> [What is being asked]: Count the lines in the records below that contain the word "perform". Reply with only the number.

[Dataset entries]
=-=-=

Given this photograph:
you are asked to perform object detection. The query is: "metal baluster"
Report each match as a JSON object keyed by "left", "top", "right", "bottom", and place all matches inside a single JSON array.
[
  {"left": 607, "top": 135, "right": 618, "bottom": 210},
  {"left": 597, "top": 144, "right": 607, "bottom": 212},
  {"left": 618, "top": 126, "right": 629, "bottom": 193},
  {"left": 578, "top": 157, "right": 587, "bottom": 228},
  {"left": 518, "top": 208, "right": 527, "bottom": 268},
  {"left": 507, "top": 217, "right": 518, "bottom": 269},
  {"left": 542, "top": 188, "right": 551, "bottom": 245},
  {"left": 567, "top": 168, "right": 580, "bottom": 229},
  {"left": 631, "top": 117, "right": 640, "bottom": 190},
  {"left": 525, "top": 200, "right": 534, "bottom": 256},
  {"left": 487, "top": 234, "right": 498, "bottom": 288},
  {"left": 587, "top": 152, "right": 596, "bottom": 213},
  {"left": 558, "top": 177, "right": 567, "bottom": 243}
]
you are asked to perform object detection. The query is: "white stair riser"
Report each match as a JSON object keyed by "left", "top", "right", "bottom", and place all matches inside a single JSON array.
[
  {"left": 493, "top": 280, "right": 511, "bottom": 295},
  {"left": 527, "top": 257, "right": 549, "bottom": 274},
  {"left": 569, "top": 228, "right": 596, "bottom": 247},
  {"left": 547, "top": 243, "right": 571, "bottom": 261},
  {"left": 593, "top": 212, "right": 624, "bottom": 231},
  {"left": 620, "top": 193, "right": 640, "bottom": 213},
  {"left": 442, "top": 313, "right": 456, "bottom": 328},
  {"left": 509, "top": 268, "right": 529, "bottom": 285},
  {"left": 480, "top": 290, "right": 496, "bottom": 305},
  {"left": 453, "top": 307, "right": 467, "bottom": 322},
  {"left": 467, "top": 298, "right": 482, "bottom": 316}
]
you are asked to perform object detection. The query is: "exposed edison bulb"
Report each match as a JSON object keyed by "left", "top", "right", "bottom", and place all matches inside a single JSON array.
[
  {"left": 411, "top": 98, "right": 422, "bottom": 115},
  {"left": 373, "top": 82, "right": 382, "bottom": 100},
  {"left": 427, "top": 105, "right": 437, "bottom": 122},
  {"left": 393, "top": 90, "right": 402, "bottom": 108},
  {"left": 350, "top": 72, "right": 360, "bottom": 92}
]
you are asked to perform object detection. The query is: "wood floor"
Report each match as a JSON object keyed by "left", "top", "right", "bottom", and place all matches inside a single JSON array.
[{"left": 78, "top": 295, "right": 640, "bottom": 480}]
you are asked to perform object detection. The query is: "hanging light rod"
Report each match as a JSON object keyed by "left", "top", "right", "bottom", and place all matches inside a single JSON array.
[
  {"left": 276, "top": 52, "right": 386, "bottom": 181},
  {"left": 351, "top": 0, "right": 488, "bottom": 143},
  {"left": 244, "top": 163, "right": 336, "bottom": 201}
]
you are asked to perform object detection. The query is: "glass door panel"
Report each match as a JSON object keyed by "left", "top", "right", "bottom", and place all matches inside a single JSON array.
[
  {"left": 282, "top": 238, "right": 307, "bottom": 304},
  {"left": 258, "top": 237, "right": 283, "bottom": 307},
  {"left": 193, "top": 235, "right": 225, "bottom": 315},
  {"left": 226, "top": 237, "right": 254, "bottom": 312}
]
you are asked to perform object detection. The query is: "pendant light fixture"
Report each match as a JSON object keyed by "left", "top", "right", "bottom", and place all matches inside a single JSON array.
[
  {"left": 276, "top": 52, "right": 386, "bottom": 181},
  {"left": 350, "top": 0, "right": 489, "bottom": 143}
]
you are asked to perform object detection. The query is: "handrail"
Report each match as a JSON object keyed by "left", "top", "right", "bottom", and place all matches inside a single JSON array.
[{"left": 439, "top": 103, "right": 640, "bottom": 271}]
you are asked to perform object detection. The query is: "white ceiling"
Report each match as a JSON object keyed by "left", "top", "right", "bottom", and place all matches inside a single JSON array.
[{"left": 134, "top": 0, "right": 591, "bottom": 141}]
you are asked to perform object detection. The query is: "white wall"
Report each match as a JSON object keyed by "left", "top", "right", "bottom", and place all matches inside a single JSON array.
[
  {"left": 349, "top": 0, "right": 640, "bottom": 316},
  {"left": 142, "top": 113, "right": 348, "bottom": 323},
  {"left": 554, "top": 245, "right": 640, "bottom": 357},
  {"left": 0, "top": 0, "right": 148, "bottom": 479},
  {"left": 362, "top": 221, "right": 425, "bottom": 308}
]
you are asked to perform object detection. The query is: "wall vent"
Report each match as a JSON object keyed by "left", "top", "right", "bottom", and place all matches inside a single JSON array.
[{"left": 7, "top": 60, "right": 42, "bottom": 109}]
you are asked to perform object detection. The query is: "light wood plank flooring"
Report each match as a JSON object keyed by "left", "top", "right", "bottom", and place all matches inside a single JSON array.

=-=-=

> [Exercise answer]: 12